§ TASK DESCRIPTION: Format the stretch from the start of the records through the line containing "point(16, 119)" as a Markdown table with the columns Row and Record line, giving each line its own numbered row and leaving out blank lines.

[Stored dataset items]
* * *
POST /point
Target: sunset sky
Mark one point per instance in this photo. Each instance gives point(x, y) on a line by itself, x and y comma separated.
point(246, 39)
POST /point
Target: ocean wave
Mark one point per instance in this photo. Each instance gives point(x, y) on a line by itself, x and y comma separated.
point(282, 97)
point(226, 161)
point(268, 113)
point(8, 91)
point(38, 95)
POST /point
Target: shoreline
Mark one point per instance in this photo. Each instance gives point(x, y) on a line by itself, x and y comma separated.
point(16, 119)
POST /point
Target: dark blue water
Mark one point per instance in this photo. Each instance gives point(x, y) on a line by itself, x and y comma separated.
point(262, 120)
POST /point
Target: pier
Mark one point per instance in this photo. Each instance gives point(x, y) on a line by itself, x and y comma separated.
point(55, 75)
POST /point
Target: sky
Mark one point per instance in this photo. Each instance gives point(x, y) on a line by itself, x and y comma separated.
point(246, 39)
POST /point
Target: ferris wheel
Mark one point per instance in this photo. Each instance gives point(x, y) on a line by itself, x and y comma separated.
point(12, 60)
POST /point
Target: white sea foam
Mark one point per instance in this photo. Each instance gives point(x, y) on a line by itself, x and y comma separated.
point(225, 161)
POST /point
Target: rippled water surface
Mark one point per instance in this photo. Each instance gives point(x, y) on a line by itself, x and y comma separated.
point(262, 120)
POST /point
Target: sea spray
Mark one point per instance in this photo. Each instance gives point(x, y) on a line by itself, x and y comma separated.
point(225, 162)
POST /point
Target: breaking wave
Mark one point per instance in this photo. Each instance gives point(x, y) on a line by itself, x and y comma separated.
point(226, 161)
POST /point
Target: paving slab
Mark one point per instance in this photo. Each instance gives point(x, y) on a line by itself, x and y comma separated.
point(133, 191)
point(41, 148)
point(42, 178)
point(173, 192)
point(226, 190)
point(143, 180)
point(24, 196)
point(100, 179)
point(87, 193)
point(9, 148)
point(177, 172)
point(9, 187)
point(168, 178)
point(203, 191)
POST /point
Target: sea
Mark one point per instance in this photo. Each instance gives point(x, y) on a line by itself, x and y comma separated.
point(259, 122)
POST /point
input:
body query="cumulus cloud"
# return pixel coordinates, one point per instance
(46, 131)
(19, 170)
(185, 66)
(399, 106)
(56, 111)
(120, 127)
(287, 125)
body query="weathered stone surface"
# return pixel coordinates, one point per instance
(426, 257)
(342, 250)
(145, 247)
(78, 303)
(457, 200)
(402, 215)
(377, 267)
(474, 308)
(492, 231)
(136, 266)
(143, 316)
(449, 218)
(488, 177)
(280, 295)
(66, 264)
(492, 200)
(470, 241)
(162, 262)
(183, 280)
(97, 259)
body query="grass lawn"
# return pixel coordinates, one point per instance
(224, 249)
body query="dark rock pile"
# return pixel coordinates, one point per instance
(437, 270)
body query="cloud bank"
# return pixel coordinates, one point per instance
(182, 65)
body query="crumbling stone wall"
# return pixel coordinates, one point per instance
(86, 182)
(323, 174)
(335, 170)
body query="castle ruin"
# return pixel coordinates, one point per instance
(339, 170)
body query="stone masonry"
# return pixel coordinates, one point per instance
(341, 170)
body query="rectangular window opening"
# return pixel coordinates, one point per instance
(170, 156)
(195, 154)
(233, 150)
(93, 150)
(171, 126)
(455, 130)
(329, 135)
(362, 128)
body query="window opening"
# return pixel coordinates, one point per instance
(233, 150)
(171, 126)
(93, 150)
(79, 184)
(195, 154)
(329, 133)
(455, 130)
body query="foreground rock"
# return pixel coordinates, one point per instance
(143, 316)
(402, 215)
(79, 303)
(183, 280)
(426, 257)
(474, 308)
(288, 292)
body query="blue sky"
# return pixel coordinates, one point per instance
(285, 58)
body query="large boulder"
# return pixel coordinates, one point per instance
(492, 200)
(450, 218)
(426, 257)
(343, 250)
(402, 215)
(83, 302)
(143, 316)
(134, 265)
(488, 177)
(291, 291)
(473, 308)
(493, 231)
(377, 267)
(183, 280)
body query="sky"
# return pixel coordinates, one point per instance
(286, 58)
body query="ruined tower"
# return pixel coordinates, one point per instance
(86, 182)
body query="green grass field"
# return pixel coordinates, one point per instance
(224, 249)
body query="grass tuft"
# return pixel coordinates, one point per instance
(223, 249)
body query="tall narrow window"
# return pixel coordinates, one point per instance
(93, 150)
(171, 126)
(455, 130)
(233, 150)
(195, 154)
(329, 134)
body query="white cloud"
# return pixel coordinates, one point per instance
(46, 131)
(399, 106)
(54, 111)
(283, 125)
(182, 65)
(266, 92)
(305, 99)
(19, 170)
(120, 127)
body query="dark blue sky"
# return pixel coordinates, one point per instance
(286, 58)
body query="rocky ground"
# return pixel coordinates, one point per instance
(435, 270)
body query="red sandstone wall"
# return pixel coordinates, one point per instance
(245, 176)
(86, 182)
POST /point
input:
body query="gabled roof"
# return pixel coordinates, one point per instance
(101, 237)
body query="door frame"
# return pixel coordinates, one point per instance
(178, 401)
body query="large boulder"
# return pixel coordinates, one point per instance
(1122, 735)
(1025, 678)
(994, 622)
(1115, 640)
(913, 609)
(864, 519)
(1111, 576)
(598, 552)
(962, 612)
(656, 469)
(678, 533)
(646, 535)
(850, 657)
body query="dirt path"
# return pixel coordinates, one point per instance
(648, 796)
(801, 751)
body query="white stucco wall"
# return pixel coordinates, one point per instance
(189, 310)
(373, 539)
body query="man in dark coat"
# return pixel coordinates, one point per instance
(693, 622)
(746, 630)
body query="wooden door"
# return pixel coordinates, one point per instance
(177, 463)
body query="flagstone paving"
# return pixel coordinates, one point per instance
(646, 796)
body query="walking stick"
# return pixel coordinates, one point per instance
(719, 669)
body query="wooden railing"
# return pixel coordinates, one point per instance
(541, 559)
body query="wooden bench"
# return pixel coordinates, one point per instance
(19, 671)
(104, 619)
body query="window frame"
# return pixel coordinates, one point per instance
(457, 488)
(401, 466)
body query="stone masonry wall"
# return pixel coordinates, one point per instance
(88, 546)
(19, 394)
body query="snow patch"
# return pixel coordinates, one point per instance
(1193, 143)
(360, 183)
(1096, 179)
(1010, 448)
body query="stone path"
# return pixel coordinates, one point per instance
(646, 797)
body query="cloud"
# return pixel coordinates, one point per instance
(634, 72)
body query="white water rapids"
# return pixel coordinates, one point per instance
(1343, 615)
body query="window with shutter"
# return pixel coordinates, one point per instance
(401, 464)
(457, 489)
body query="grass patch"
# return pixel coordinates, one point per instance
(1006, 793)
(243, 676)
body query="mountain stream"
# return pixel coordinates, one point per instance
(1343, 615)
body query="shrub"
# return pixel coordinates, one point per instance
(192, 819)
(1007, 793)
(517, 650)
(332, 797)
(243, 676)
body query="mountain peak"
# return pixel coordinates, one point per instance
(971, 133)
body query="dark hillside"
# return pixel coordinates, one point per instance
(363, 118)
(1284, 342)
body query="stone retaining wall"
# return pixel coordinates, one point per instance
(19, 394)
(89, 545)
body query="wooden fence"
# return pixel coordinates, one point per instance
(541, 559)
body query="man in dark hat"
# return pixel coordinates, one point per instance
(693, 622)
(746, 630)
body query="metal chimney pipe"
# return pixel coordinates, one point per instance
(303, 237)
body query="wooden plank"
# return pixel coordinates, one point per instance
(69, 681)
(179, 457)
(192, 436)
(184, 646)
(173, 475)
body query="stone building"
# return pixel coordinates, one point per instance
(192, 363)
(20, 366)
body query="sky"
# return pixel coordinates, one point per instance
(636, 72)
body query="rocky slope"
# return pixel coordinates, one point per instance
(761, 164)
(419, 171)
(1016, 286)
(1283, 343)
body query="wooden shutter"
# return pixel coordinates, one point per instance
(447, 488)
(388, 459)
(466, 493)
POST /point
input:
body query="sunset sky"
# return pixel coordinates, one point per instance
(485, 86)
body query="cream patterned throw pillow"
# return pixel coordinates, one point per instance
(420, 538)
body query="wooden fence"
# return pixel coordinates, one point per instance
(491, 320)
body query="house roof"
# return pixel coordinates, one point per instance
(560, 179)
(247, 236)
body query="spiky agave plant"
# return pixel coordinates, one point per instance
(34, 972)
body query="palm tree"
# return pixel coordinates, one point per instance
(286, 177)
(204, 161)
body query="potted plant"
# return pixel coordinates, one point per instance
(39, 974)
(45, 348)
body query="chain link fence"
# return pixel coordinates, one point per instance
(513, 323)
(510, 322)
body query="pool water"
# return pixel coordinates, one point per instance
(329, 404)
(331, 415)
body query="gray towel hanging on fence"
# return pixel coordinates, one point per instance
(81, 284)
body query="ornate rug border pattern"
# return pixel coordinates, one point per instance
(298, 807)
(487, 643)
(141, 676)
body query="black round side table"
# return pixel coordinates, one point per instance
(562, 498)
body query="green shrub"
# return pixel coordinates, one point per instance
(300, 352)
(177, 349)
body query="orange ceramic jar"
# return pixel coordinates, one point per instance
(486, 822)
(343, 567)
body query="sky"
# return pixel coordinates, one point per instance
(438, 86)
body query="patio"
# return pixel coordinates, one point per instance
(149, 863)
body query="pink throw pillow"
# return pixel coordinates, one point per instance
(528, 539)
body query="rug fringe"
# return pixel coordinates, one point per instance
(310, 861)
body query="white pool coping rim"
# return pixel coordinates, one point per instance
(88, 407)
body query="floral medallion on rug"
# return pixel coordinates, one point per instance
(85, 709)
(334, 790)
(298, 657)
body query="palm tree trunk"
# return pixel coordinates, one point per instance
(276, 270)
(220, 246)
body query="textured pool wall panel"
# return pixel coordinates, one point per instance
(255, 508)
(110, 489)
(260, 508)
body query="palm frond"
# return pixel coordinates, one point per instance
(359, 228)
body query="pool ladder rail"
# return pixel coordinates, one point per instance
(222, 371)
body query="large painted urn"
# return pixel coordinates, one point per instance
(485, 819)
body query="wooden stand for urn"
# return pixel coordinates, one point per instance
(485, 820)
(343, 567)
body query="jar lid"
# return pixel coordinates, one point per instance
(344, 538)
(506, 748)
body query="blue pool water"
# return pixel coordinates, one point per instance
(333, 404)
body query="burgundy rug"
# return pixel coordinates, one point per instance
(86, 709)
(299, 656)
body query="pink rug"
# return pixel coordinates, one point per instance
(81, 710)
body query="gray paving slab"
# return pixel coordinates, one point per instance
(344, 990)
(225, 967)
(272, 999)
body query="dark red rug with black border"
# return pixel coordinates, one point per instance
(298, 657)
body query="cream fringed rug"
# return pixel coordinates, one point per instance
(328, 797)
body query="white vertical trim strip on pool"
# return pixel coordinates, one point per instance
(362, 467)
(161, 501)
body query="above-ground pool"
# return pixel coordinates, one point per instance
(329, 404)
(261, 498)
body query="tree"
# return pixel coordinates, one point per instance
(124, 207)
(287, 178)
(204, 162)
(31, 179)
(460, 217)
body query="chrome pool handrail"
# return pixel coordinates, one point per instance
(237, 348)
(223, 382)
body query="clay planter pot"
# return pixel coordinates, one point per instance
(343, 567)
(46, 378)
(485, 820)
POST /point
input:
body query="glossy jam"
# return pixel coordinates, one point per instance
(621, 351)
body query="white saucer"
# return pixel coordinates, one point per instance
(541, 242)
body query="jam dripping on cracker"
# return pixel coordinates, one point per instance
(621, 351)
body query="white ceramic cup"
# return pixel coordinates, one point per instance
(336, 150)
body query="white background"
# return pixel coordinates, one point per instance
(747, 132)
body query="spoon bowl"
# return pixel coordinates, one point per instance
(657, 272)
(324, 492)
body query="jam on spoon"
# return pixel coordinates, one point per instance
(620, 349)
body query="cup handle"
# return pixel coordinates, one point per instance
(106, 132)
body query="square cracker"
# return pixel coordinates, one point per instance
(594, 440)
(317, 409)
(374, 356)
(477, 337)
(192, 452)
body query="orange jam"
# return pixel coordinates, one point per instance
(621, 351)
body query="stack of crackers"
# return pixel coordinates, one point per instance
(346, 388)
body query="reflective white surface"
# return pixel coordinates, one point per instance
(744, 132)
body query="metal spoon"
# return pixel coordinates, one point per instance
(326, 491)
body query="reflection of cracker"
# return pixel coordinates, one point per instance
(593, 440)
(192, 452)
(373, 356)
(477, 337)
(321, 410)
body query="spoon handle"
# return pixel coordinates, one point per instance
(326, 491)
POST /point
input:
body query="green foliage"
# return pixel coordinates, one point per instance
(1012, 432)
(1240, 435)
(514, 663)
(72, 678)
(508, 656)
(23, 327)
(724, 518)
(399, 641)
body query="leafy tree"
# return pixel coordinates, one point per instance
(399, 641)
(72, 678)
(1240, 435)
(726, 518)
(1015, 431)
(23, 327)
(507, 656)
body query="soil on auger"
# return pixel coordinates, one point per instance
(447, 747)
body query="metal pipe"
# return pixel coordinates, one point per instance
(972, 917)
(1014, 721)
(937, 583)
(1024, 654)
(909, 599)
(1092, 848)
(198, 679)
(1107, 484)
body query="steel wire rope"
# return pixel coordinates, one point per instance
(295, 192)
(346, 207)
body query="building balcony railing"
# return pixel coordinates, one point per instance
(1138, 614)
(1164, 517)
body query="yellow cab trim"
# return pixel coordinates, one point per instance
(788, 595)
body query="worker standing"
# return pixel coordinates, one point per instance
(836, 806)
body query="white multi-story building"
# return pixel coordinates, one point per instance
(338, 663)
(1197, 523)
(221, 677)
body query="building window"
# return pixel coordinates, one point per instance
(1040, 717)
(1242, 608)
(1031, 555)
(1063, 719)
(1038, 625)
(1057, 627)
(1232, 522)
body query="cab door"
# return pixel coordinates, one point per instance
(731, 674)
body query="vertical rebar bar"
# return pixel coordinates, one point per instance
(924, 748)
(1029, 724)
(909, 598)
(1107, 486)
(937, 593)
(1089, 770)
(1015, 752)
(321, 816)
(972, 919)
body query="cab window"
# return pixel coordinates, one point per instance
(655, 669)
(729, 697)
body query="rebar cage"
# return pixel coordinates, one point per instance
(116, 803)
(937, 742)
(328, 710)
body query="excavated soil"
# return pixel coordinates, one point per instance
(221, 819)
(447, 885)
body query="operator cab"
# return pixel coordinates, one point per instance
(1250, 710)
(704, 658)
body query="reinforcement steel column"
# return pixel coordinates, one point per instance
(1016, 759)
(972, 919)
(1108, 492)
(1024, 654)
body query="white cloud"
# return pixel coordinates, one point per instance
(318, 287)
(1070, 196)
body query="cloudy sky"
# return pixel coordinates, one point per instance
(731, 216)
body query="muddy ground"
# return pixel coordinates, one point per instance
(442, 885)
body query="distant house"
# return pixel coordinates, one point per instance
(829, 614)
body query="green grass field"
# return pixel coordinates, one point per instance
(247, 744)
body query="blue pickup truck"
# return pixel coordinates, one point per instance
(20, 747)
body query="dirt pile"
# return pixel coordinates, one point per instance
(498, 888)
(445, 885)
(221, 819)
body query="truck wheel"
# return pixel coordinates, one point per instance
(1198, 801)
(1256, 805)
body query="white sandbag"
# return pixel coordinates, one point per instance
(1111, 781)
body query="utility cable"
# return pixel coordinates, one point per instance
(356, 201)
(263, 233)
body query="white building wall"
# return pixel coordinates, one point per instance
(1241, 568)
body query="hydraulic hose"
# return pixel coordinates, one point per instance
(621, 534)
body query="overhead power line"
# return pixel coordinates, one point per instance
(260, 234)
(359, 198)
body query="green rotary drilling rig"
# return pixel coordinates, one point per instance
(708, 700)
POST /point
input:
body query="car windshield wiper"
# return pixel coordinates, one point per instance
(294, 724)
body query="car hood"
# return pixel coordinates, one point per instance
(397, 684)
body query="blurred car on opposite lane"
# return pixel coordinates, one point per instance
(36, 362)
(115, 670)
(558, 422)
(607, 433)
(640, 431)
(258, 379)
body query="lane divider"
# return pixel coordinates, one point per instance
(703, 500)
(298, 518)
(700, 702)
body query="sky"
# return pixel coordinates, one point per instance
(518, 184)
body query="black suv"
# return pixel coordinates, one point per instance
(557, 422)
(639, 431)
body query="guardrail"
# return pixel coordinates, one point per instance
* * *
§ SOLUTION:
| Row | Record line |
|---|---|
| 1 | POST /point |
| 2 | Target: sunset sky |
| 3 | Mark one point per instance in this photo. Each instance gives point(x, y) on a line by itself, x and y comma separated. |
| 4 | point(246, 39) |
| 5 | POST /point |
| 6 | Target: ocean wave |
| 7 | Mark one point per instance in this photo. Each instance gives point(x, y) on a line by itself, x and y comma separated. |
| 8 | point(282, 97) |
| 9 | point(226, 161) |
| 10 | point(268, 113) |
| 11 | point(8, 91) |
| 12 | point(38, 95) |
| 13 | POST /point |
| 14 | Target: shoreline |
| 15 | Mark one point per instance in this photo. Each instance gives point(x, y) on a line by itself, x and y comma separated. |
| 16 | point(16, 119) |